==== INPUT MATERIAL
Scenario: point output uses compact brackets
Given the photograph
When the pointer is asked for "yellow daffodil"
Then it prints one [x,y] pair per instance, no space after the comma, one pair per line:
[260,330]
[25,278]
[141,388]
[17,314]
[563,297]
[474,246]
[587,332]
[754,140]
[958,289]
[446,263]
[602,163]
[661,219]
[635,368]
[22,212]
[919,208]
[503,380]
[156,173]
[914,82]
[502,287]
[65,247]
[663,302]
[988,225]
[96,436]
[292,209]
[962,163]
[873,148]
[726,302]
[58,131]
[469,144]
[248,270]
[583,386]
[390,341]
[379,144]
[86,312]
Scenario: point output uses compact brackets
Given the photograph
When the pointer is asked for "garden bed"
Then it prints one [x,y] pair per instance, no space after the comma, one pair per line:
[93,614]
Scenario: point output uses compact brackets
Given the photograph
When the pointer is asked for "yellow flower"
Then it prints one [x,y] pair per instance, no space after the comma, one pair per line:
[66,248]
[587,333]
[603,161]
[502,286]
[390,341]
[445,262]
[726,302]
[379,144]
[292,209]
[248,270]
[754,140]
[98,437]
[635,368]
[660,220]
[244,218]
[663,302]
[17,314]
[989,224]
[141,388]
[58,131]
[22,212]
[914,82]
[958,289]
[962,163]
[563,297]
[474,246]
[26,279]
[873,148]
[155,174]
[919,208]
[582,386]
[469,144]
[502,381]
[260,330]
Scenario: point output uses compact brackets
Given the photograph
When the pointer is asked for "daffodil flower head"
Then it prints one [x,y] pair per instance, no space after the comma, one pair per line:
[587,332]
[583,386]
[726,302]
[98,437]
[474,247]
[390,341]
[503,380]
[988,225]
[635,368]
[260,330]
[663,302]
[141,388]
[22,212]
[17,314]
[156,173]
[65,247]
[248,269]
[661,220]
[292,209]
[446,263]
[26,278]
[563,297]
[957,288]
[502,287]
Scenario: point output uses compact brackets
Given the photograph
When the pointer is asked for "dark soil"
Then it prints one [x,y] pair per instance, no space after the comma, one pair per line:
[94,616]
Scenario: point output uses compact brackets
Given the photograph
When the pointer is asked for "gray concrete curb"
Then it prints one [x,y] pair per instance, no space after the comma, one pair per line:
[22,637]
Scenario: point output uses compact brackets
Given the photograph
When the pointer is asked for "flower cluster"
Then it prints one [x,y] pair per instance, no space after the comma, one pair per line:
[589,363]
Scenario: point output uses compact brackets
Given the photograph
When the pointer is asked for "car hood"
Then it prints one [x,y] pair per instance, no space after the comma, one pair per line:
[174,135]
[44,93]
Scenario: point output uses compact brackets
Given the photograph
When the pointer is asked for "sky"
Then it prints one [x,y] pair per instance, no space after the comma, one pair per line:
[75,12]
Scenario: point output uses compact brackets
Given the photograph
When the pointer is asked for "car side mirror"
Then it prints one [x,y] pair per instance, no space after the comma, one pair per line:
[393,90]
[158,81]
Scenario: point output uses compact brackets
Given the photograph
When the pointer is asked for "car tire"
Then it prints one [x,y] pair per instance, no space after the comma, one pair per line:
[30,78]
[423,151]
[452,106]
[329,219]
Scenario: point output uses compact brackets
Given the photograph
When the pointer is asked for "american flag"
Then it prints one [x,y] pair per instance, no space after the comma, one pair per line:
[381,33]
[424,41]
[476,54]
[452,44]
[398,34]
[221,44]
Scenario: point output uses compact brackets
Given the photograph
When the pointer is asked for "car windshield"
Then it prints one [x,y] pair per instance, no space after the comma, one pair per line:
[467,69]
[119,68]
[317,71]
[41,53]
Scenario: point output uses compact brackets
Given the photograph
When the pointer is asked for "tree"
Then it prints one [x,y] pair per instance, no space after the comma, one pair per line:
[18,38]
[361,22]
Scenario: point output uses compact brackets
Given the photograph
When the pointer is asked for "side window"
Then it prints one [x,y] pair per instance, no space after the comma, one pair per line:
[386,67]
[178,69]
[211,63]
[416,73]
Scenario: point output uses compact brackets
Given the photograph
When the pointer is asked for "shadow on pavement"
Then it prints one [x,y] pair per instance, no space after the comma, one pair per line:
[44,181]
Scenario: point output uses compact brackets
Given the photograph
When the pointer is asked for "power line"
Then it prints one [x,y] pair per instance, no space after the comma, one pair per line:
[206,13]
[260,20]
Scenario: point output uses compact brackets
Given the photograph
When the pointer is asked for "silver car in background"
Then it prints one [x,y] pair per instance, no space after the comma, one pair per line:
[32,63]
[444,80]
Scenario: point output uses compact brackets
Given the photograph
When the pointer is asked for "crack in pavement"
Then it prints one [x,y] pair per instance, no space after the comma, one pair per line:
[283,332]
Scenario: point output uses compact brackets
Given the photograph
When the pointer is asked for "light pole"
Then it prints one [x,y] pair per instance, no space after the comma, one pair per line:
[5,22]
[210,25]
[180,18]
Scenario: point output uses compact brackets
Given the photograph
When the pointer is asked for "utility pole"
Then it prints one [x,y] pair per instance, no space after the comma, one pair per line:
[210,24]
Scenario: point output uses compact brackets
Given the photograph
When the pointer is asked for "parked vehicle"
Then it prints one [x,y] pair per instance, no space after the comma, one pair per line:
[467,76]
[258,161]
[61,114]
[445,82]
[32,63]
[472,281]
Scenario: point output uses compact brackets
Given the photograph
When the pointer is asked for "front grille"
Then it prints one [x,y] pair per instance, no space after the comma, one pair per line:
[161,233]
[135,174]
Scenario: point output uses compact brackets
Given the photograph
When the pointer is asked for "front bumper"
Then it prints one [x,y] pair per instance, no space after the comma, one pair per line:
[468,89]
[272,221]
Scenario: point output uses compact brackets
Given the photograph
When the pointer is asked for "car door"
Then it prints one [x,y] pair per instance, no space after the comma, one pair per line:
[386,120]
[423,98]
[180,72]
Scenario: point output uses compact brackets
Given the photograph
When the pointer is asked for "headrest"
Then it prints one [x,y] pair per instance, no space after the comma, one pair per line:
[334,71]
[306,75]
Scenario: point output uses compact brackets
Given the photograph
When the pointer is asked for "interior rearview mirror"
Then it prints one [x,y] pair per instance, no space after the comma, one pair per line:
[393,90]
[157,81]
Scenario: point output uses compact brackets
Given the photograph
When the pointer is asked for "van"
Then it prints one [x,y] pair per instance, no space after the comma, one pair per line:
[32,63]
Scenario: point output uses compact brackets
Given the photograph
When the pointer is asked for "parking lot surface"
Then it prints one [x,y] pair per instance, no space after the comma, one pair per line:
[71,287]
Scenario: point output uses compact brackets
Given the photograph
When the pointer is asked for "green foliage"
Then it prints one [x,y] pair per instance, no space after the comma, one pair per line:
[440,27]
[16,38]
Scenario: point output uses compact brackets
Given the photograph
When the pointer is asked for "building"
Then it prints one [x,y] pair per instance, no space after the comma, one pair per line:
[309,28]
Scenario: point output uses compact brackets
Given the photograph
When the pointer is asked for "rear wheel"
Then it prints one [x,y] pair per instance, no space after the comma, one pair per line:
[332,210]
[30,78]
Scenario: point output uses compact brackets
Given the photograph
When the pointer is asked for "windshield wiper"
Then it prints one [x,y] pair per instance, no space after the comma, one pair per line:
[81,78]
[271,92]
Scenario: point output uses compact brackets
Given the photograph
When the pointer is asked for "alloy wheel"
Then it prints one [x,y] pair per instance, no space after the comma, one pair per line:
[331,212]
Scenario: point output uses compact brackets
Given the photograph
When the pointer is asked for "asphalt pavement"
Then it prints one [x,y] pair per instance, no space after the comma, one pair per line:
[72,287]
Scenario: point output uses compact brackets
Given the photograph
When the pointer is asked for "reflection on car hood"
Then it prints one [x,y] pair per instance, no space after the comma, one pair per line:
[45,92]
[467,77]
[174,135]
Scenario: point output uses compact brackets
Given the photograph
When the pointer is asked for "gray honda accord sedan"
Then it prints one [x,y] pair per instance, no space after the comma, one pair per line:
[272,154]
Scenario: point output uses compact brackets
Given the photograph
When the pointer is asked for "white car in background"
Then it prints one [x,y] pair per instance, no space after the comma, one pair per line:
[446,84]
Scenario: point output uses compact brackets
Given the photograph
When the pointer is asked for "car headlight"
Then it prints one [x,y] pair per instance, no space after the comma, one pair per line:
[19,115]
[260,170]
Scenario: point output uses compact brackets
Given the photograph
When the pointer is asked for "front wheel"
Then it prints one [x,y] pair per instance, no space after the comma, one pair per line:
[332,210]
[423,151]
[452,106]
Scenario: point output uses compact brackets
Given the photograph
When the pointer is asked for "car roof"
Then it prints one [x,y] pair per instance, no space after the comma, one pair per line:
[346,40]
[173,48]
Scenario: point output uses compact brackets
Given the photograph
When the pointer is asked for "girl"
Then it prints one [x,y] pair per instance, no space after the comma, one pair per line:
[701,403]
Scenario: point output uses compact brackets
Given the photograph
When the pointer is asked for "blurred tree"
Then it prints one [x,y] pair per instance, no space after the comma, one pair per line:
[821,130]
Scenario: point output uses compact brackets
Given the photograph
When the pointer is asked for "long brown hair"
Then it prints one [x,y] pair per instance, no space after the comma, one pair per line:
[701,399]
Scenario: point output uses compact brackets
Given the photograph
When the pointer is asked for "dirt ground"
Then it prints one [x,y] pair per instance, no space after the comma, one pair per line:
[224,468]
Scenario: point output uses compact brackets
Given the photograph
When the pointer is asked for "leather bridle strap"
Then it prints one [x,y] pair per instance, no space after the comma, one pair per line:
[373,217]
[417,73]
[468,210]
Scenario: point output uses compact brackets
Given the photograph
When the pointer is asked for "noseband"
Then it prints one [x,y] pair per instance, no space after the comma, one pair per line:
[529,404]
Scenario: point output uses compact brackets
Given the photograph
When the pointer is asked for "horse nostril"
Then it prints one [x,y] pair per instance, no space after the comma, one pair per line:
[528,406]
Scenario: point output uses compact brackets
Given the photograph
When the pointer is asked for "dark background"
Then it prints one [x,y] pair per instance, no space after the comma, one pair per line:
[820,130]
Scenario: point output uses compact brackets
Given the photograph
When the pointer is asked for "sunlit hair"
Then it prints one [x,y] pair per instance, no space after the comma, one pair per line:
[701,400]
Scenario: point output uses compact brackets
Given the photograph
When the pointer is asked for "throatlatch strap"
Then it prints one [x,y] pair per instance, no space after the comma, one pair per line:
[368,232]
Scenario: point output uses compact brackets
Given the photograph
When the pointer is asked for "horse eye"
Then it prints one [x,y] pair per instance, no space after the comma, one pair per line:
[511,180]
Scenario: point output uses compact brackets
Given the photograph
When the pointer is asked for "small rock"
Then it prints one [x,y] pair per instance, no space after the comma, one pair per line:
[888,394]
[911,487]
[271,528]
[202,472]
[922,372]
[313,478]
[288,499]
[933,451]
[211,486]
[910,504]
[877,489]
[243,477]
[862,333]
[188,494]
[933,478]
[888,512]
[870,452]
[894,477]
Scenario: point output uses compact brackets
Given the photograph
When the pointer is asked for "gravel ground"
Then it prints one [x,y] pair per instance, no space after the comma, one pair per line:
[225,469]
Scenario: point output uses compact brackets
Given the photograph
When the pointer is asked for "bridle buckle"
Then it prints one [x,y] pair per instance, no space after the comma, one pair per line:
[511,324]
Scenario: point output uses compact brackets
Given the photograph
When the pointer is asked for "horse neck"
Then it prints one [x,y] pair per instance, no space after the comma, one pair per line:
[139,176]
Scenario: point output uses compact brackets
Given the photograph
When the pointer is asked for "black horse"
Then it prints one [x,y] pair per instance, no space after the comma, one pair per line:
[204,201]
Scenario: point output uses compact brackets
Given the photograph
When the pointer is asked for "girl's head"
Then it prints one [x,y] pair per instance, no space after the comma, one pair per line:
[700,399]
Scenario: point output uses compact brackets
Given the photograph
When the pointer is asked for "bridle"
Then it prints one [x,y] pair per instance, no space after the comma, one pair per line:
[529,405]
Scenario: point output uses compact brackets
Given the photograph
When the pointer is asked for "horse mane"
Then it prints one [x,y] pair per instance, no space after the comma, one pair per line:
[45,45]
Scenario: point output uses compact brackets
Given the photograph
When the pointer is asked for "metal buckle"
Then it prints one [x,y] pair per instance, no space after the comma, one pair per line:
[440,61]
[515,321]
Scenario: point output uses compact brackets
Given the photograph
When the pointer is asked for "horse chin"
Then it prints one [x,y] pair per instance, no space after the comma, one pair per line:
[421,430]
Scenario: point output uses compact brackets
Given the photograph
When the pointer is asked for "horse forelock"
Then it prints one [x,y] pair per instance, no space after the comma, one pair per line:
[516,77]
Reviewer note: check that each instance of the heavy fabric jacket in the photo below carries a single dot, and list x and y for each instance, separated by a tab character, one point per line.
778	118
========
* [STATED PROBLEM] Would you give again, word for word, every line from the one with "Reviewer note: check" through the final line of the listing above?

* [OUTPUT OF THE EXERCISE]
Reviewer note: check that each instance of the heavy fabric jacket in the photo below carries a single dot, and list x and y for each instance, separated by a tab character, one point per line.
778	118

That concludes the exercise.